───── Potongan Teks

Rabu, 10 Februari 2010

POLITIK LUAR NEGERI MALAYSIA TERHADAP REGIONALISME DI ASEAN



Politik luar negeri Negara-negara anggota ASEAN, misalnya Malaysia, tidak dapat dipisahkan dari dinamika hubungan antara faktor-faktor domestik seperti politik, sosial, budaya, ekonomi dan militer menentukan persepsi para pengambil keputusan luar negeri pada satu sisi. Untuk itu, agar dapat memahami mengenai politik luar negeri Malaysia, terlebih dahulu kita pahami mengenai keadaan Malaysia terlebih dahulu, misalnya saja system politik Malaysia, system pemerintahan, bentuk pemerintahan dan bentuk Negara Malaysia, karena hal ini juga dapat mempengaruhi politik luar negeri Malaysia.
Malaysia merupakan Negara yang berbentuk federasi. Dimana Malaysia terdiri dari tiga belas negara bagian dan tiga wilayah persekutuan yaitu persekutuan Kuala Lumpur, Labuan Island dan Putrajaya sebagai wilayah administratif federal. Setiap Negara bagian memiliki majelis, dan pemerintah negara bagian dipimpin oleh kepala menteri (chief minister) dimana kepala menteri di tiap negara bagian diangkat oleh majelis negara bagian.

──────────
───── Daftar Data

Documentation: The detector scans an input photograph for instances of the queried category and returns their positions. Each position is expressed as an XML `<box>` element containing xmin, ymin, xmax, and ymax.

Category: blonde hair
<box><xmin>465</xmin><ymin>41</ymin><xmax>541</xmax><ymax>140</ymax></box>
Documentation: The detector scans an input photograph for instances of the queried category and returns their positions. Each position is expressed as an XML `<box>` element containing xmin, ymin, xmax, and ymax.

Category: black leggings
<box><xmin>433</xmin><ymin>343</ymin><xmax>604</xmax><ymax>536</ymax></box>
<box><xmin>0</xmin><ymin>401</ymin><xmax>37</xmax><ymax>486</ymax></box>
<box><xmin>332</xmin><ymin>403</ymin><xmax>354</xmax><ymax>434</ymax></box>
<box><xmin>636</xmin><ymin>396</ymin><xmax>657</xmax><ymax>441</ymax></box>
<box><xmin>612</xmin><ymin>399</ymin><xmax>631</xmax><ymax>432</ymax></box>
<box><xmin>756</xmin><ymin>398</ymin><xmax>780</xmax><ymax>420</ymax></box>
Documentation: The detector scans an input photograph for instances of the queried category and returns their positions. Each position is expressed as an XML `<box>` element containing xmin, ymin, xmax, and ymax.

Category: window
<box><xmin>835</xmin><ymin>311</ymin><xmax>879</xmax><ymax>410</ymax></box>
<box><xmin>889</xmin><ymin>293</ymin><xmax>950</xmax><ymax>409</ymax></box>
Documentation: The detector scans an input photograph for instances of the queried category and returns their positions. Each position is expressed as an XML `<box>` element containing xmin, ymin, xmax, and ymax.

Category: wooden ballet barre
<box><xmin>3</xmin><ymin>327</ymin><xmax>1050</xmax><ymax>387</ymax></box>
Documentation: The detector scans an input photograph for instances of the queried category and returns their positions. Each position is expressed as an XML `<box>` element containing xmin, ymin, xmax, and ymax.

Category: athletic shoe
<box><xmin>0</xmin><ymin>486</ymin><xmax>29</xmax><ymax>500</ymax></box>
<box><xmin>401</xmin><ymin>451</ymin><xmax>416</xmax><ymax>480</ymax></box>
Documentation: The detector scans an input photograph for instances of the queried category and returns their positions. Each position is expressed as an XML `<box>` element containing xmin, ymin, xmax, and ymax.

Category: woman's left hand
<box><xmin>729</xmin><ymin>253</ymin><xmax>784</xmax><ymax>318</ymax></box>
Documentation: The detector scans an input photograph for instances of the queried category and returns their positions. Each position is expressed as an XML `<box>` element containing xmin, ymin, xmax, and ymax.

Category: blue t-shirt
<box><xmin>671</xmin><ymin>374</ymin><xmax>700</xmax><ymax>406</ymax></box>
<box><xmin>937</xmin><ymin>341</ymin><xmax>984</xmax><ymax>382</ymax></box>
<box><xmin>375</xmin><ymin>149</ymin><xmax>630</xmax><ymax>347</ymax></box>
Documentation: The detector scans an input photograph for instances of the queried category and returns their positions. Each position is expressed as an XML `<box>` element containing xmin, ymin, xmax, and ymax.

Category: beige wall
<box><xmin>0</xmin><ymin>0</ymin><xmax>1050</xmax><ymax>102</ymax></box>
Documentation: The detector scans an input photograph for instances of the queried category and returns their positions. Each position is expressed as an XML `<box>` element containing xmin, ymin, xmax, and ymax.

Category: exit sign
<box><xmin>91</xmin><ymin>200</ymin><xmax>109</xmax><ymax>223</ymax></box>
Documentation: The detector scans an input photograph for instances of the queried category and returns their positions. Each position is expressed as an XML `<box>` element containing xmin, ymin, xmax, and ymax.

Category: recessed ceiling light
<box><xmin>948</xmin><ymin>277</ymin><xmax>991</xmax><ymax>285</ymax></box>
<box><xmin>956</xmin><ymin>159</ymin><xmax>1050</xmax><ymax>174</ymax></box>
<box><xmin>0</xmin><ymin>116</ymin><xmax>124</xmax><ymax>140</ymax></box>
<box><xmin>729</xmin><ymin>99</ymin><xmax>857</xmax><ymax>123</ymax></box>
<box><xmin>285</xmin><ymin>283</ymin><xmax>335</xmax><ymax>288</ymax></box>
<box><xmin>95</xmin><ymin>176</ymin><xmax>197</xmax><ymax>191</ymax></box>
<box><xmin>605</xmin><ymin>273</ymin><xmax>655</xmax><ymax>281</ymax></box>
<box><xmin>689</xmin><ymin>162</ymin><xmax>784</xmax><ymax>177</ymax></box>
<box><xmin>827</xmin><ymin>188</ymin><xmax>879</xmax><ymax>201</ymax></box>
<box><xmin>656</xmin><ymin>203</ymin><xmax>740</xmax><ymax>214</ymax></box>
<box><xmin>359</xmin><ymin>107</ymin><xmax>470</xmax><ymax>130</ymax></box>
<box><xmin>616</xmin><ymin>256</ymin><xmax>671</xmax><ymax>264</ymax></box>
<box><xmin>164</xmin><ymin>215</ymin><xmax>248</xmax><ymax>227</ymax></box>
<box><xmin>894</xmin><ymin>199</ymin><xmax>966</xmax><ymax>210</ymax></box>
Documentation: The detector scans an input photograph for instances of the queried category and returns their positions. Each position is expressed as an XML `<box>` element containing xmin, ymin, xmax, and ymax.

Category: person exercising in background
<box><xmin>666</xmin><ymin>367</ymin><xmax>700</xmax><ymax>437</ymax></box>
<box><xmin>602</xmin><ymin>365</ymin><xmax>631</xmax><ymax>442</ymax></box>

──────────

Daftar Tugas.
a – Sebutkan semua faktor domestik yang disebut dalam teks tentang politik luar negeri Malaysia sebagai penentu persepsi para pengambil keputusan luar negeri.
b – Kembalikan tanpa perubahan apa pun bagian daftar yang dimulai dari baris pertama daftar dan berakhir pada baris yang memuat "Category: blonde hair". Kedua ujungnya ikut disertakan.

Jawaban Benar.
a – Politik, sosial, budaya, ekonomi, dan militer.

b –
Documentation: The detector scans an input photograph for instances of the queried category and returns their positions. Each position is expressed as an XML `<box>` element containing xmin, ymin, xmax, and ymax.

Category: blonde hair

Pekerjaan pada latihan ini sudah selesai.